**TASK**: Reproduce the data below line for line, changing nothing.

[Stored dataset items]

## BEGIN

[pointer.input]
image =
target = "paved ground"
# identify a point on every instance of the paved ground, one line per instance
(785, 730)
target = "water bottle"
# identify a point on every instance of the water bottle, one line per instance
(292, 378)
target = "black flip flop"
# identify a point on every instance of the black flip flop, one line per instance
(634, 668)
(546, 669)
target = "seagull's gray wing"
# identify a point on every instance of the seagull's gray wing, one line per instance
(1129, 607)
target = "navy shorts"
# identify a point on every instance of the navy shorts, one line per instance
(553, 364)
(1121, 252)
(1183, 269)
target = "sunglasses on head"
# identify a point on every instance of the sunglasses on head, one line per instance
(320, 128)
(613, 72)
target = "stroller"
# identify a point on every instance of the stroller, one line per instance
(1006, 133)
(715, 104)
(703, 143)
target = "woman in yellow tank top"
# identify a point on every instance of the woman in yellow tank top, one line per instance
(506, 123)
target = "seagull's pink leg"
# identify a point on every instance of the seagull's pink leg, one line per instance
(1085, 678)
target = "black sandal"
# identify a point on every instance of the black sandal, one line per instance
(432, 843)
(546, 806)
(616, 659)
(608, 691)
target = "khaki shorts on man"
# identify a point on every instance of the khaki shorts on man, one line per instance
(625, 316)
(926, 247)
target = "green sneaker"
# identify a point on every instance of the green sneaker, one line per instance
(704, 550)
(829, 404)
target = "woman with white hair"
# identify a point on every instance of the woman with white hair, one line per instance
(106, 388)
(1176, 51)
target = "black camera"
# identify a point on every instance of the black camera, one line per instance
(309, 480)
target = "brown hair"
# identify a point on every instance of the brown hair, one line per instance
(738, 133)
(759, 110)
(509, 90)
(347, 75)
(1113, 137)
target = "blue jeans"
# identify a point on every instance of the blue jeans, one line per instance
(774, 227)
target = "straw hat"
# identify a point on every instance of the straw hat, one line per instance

## END

**COMPLETE OUTPUT**:
[pointer.input]
image =
target = "paved ground"
# identify a point on every instance of the paved ground, one line per instance
(785, 730)
target = "water bottle"
# identify a point on every instance of the water bottle, one line per instance
(292, 378)
target = "black flip flop"
# identify a point on every instance of the black flip flop, one line per instance
(634, 668)
(546, 669)
target = "seagull's gray wing"
# identify a point on every instance of the seagull's gray wing, one line per instance
(1129, 607)
target = "navy shorts"
# identify a point on every instance of the navy shorts, one line per instance
(553, 364)
(1121, 252)
(1183, 269)
target = "sunglasses on head"
# identify a point on every instance of the sunglasses on head, one line per instance
(320, 128)
(613, 72)
target = "stroller"
# identify a point on every instance of the stroller, one line per instance
(1006, 133)
(715, 104)
(703, 143)
target = "woman in yellow tank top"
# identify a point on every instance of the woman in yellow tank top, one line per instance
(506, 123)
target = "seagull's pink leg"
# identify a point on every instance of the seagull's pink leg, one line per instance
(1085, 678)
target = "black sandal"
# identify a point on every instance of the black sandal, one line per instance
(432, 843)
(546, 806)
(616, 659)
(608, 691)
target = "khaki shorts on man"
# identify a point on every instance of the khaki shorts on man, one line per instance
(625, 316)
(926, 247)
target = "green sneaker"
# identify a point on every instance of the green sneaker, one line per instance
(704, 550)
(829, 404)
target = "woman with white hair"
# identify a point on every instance of the woman with white hair, one line per instance
(106, 388)
(1176, 51)
target = "black camera"
# identify a point on every instance of the black camera, one line per instance
(309, 480)
target = "brown hair"
# identify a point on every instance of the brown hair, one line per instance
(738, 133)
(759, 110)
(509, 90)
(347, 75)
(1113, 137)
target = "blue jeans"
# identify a point on every instance of the blue jeans, one line per instance
(774, 227)
target = "straw hat"
# identify a point on every instance of the straw hat, one line per instance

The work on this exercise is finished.